Le juriste franco-ontarien nuance son propos : «La reine n’a pas de mot à dire dans l’adoption d’une loi, autre que la sanction royale. Même là, c’est par l’entremise de ses représentants au Canada, les gouverneurs généraux et les lieutenants-gouverneurs.»
Malgré ce lien très formel, la francophilie que nourrit personnellement Elizabeth II est claire. «Je pense qu’elle a dû voir d’un bon œil le fait qu’on enchâssait dans la Constitution du pays les articles 16 à 23.»
Elizabeth II, la francophile
D. Michael Jackson souligne l’attachement de la Couronne britannique, et non pas seulement de la souveraine actuelle, à la dimension francophone du Canada. Il estime qu’une tradition de respect des monarques pour le Québec, le Canada français, remonte à la Conquête. «Le Roi George II a manifesté beaucoup de sympathie pour ceux qu’il appelait “ses sujets canadiens et catholiques”. Il a appuyé fermement l’Acte de Québec, où on a toléré la religion catholique romaine, ce qui est inouï pour la Grande-Bretagne protestante du 18esiècle.»
Par ailleurs, la reine mère, issue de la noblesse écossaise, était elle aussi francophile. Avant même d’être héritière du trône, une toute jeune Elizabeth a ainsi appris la langue de Molière. Son défunt époux, Philip, la parlait aussi. D’autres membres de la famille royale, dont la sœur, les enfants et les petits-enfants d’Elizabeth II, maitriseraient jusqu’à cinq langues, dont le français.
D. Michael Jackson en a été témoin. Il se souvient du passage de la princesse Margaret en 1980 pour le 75eanniversaire de la Saskatchewan : lors d’un diner, elle a conversé en français, parce qu’un des membres du personnel était francophone. Il a entendu le prince Charles parler en français à Zenon Park et la princesse Anne à Gravelbourg. «Il faut se souvenir que la famille royale est vraiment internationale.»
Et il rappelle que la reine est cheffe du Commonwealth, «titre dont devrait hériter Charles. Ils sont très sensibles à cela et, dans ce cadre, au fait canadien, aux francophones, aux Autochtones et aux Néo-Canadiens.»
════════════════
§ Objectifs:
**a)** Reproduisez fidèlement le passage de l'extrait sur la monarchie et le Canada français qui va de « Par ailleurs, la » à « dont le français. ».
**b)** Répondez aux questions suivantes à partir de l'extrait sur la monarchie et le Canada français.
(i) Quel roi a appuyé fermement l'Acte de Québec ?
(ii) Quel anniversaire la princesse Margaret est-elle venue souligner en 1980 ?
(iii) Dans quel lieu D. Michael Jackson a-t-il entendu la princesse Anne parler en français ?
════════════════
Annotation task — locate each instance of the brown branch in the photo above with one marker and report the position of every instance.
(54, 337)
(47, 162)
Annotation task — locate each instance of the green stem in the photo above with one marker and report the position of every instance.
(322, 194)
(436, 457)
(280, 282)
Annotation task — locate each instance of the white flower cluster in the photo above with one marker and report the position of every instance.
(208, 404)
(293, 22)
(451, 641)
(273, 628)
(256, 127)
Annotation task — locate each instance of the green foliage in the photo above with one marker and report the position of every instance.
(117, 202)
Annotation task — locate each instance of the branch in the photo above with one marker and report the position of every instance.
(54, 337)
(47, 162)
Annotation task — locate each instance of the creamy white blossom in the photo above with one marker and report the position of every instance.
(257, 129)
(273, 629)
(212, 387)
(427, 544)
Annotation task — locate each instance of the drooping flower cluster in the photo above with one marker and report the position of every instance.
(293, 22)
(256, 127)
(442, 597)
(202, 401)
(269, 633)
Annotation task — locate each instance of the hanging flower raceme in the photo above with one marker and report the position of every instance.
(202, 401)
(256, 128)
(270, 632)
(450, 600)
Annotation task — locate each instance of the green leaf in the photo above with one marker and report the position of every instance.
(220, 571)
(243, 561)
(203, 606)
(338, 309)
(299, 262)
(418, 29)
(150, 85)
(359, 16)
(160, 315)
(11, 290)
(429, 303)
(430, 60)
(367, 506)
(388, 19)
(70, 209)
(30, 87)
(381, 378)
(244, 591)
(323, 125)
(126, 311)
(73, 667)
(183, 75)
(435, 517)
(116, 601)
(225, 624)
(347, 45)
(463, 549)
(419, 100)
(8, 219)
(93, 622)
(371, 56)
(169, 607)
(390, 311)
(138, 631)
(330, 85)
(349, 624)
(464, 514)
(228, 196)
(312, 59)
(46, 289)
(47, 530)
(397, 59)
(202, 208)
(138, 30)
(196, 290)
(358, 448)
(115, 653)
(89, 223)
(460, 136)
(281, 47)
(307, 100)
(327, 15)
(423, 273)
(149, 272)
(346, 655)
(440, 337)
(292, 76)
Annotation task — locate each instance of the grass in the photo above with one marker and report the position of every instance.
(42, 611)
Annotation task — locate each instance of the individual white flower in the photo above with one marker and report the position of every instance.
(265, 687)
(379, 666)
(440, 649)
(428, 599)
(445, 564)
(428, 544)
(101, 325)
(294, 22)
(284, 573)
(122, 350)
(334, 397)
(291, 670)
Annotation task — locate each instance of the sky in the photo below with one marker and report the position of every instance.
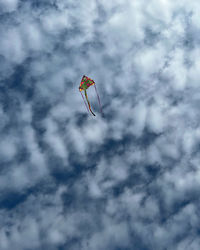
(127, 180)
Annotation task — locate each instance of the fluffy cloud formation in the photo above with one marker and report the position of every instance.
(125, 180)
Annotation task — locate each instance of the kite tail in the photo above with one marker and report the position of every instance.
(98, 99)
(88, 103)
(84, 102)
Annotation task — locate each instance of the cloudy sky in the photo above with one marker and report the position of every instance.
(129, 180)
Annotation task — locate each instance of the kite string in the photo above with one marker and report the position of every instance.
(84, 102)
(98, 99)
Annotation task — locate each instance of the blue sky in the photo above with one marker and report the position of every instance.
(127, 181)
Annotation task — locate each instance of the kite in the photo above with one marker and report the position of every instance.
(86, 82)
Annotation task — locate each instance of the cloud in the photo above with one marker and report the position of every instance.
(125, 180)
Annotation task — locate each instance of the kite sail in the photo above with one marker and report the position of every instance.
(86, 82)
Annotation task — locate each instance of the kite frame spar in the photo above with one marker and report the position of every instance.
════════════════
§ Solutions:
**a)**
Par ailleurs, la reine mère, issue de la noblesse écossaise, était elle aussi francophile. Avant même d’être héritière du trône, une toute jeune Elizabeth a ainsi appris la langue de Molière. Son défunt époux, Philip, la parlait aussi. D’autres membres de la famille royale, dont la sœur, les enfants et les petits-enfants d’Elizabeth II, maitriseraient jusqu’à cinq langues, dont le français.

**b)**
(i) Le roi George II.
(ii) Le 75e anniversaire de la Saskatchewan.
(iii) À Gravelbourg.